Предоставленный текст
....
Заговоры и борьба за власть. От Ленина до Хрущева — страница 37 из 109

Одновременно продолжало усиливаться противодействие сталинскому курсу. Этому способствовал голод 1932–1933 годов.

Верный сталинец

XVII партсъезд с немалым основанием был назван «Съездом победителей» – были подведены итоги 1-й пятилетки. При выборе в центральные органы партии в составе Политбюро изменений не произошло. А вот состав ЦК, его Организационное бюро и Секретариат претерпели значительные изменения. Этим Сталин еще более упрочил свои позиции в руководстве страной и партией.

Руководство организационной работой партии и массовых организаций было возложено на Сергея Мироновича Кирова. Одновременно он был избран в ЦК, Оргбюро и Секретариат партии.

(Сделаем небольшое отступление. Стал трафаретным упрек Сталину в том, что он – завзятый «аппаратчик», создатель бюрократической системы, совершавший хитроумные кадровые перестановки с целью упрочить свое лидирующее положение и проводить свою политику. В этом его обвинял, если помнится, еще Троцкий. И был прав в том смысле, что Сталин действительно проявил себя отличным организатором и руководителем партийного и государственного аппарата (в СССР они были тесно взаимосвязаны), а не пламенным трибуном-демагогом. Это следует считать его безусловным достоинством как руководителя. Если не умеешь подбирать кадры и работать с ними, если чураешься постоянной организационной работы, если готов только давать указания и требовать их выполнения, приказывать и карать за ошибки, то ты – плохой начальник. И партийные верхи поступили совершенно верно, предпочтя Сталина, а не Троцкого.)

Итак, вернемся к Сергею Мироновичу. Он принадлежал к тем редким, считаным членам и кандидатам в члены Политбюро, кто не допускал в свое время ни левого, ни правого уклона. Более того, левые (особенно эмигранты) относились к нему с ненавистью.

Троцкий имел для этого и личные основания. Все узловые моменты кировской карьеры, все этапы возвышения Сергея Мироновича были так или иначе связаны с политическими крушениями Троцкого или его сторонников.

Конфликт наркомвоенмора Троцкого с Реввоенсоветом 11-й Красной Армии изрядно потрепал нервы Кирову еще в Гражданскую войну. В 1921 году Ленин и Сталин выдвинули его на пост руководителя Азербайджанской компартии и Бакинской парторганизации (вместо троцкиста Г.Н. Каменского). В 1926 году именно Киров на октябрьском пленуме ЦК предложил вывести Троцкого из состава Политбюро, Каменева – из кандидатов в члены Политбюро и снять Зиновьева с поста председателя Коминтерна. Эти предложения были приняты. Что касается зиновьевцев, то их Киров исключал в Ленинграде из партии тысячами.

Имели на него «зуб» и правые. Их поражение в 1929—1930-х годах было в значительной мере обусловлено тем, что Киров вычистил Ленинградское руководство от их сторонников (снял Н.К. Антипова – 2-го секретаря горкома, Н.Д. Комарова – председателя Ленсовета и прочих).
....
Исходные данные
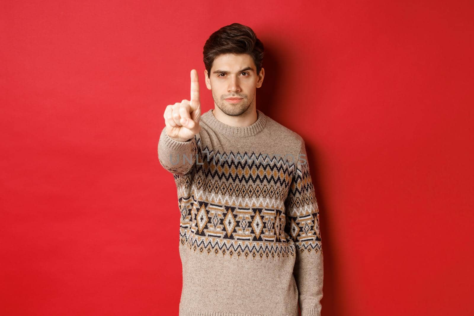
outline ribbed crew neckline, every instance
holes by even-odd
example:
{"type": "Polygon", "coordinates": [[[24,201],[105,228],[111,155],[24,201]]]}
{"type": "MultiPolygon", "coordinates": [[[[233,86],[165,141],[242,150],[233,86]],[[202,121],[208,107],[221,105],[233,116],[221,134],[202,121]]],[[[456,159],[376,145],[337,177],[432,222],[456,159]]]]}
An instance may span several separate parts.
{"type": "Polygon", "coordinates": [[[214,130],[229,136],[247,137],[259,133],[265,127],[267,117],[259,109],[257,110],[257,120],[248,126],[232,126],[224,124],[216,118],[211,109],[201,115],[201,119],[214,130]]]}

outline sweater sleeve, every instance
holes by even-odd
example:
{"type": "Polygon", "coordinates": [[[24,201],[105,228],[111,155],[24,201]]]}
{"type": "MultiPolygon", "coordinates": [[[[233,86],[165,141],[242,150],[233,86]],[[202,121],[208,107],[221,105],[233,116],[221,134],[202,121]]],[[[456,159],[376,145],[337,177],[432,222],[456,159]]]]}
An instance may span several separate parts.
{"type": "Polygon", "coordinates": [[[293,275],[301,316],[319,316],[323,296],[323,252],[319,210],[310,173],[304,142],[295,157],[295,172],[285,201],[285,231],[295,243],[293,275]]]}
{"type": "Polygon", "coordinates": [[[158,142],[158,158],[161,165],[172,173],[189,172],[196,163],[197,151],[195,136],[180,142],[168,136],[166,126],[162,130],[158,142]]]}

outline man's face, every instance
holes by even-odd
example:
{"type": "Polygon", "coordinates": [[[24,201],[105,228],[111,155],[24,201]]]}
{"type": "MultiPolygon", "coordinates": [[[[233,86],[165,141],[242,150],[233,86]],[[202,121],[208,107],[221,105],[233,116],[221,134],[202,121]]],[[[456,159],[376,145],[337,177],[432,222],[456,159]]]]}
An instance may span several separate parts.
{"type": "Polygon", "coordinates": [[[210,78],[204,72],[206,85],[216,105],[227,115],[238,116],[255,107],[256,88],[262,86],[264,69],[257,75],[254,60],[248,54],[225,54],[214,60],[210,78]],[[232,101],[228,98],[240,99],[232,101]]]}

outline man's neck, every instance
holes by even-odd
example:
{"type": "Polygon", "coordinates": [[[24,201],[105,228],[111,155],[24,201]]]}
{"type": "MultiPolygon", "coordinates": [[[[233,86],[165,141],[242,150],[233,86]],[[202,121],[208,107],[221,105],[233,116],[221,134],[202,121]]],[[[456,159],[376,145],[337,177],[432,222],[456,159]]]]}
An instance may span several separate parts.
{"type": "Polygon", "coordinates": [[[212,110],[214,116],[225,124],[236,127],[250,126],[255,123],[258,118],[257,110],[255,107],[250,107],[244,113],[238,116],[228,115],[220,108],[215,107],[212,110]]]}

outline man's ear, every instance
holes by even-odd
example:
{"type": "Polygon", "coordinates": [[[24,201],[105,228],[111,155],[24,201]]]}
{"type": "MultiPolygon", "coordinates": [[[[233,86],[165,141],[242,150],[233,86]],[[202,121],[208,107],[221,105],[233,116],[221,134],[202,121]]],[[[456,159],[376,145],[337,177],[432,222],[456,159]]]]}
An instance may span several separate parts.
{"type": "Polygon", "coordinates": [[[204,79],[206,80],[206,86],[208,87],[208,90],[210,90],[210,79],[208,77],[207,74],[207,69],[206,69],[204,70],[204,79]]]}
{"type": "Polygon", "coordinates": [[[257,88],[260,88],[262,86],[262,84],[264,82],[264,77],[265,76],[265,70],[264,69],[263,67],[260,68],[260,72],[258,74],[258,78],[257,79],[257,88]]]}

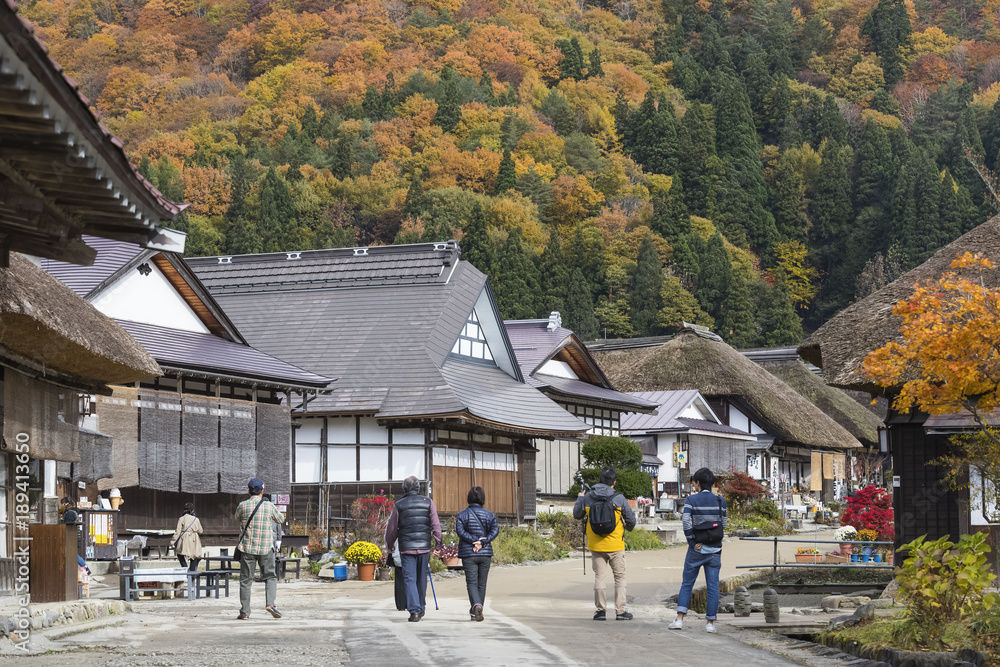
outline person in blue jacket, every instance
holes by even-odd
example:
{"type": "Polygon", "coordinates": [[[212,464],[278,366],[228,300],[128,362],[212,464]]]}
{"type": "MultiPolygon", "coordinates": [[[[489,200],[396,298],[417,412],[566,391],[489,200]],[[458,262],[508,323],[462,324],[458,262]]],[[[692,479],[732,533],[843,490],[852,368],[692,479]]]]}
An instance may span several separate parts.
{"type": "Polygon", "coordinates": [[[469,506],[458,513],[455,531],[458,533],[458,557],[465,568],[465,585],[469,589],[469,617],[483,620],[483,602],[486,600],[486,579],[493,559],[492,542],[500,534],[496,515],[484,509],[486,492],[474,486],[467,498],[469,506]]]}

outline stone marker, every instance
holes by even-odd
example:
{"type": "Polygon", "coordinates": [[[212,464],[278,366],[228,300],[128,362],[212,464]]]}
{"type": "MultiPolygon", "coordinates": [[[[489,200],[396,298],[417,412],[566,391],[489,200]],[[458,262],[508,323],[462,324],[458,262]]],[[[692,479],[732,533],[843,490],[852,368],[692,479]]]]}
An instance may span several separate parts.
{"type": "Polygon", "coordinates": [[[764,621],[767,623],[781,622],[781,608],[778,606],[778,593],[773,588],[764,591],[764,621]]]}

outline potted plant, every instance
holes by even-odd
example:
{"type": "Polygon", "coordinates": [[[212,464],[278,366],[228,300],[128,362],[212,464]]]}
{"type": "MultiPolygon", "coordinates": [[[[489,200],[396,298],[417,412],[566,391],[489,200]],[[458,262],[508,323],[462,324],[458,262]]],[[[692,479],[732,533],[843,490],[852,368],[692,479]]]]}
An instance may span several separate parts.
....
Порядок выполнения
Выпишите без изменений отрывок текста о Кирове от слов «Троцкий имел для» до слов «из партии тысячами.» включительно. Листинг здесь никак не используется.

Ответ на задание
Троцкий имел для этого и личные основания. Все узловые моменты кировской карьеры, все этапы возвышения Сергея Мироновича были так или иначе связаны с политическими крушениями Троцкого или его сторонников.

Конфликт наркомвоенмора Троцкого с Реввоенсоветом 11-й Красной Армии изрядно потрепал нервы Кирову еще в Гражданскую войну. В 1921 году Ленин и Сталин выдвинули его на пост руководителя Азербайджанской компартии и Бакинской парторганизации (вместо троцкиста Г.Н. Каменского). В 1926 году именно Киров на октябрьском пленуме ЦК предложил вывести Троцкого из состава Политбюро, Каменева – из кандидатов в члены Политбюро и снять Зиновьева с поста председателя Коминтерна. Эти предложения были приняты. Что касается зиновьевцев, то их Киров исключал в Ленинграде из партии тысячами.